++++ Input ++++

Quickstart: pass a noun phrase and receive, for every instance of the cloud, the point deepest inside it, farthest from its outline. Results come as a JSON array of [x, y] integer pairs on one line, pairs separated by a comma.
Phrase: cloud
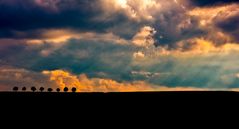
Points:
[[212, 2], [84, 84], [144, 38]]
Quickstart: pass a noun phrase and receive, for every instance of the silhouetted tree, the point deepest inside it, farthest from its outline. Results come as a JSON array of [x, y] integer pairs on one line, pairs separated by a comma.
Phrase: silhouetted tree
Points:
[[58, 89], [50, 89], [15, 89], [66, 89], [33, 89], [24, 89], [42, 89], [73, 89]]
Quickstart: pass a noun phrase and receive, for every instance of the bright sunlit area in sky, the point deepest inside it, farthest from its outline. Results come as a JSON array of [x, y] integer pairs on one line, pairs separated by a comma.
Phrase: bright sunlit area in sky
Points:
[[120, 45]]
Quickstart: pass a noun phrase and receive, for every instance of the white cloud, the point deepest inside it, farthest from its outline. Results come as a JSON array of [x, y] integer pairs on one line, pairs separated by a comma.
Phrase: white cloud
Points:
[[144, 38]]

++++

Task to carry out: Copy all of the items above word for word, leaving out the picture.

Exercise answer:
Quickstart: pass a noun phrase and receive, for every instance of the cloud, the point deepest inside it, farthest from its outline. Results come as a JSON array of [x, y] integer pairs on one line, pairs separated by a comma.
Phrase: cloud
Points:
[[212, 2], [84, 84], [144, 38]]
Quickstart: pass a noun phrase and receive, for every instance of the silhouetted tree, the point deepest inside it, farthest from its outline. Results come as a JSON array of [x, y] integer pairs on one line, pairs separated by a comma.
Phrase: silhouetted tree
Points:
[[58, 89], [50, 89], [15, 89], [66, 89], [33, 89], [24, 89], [42, 89], [73, 89]]
Quickstart: pass a noun phrase and receive, for every instance of the bright sunlit area in sky, the point deepest inside it, farthest from its outline. Results come as a JSON array of [x, y] integer pairs on one line, pairs separated by a comma.
Phrase: bright sunlit area in sky
Points:
[[120, 45]]
Quickstart: pass a noun phrase and receive, for every instance of the white cloud, the point deepest inside it, farthest from its outline. Results come as a JSON array of [x, y] integer pairs on one line, pairs separated by a comma.
Phrase: white cloud
Points:
[[144, 38]]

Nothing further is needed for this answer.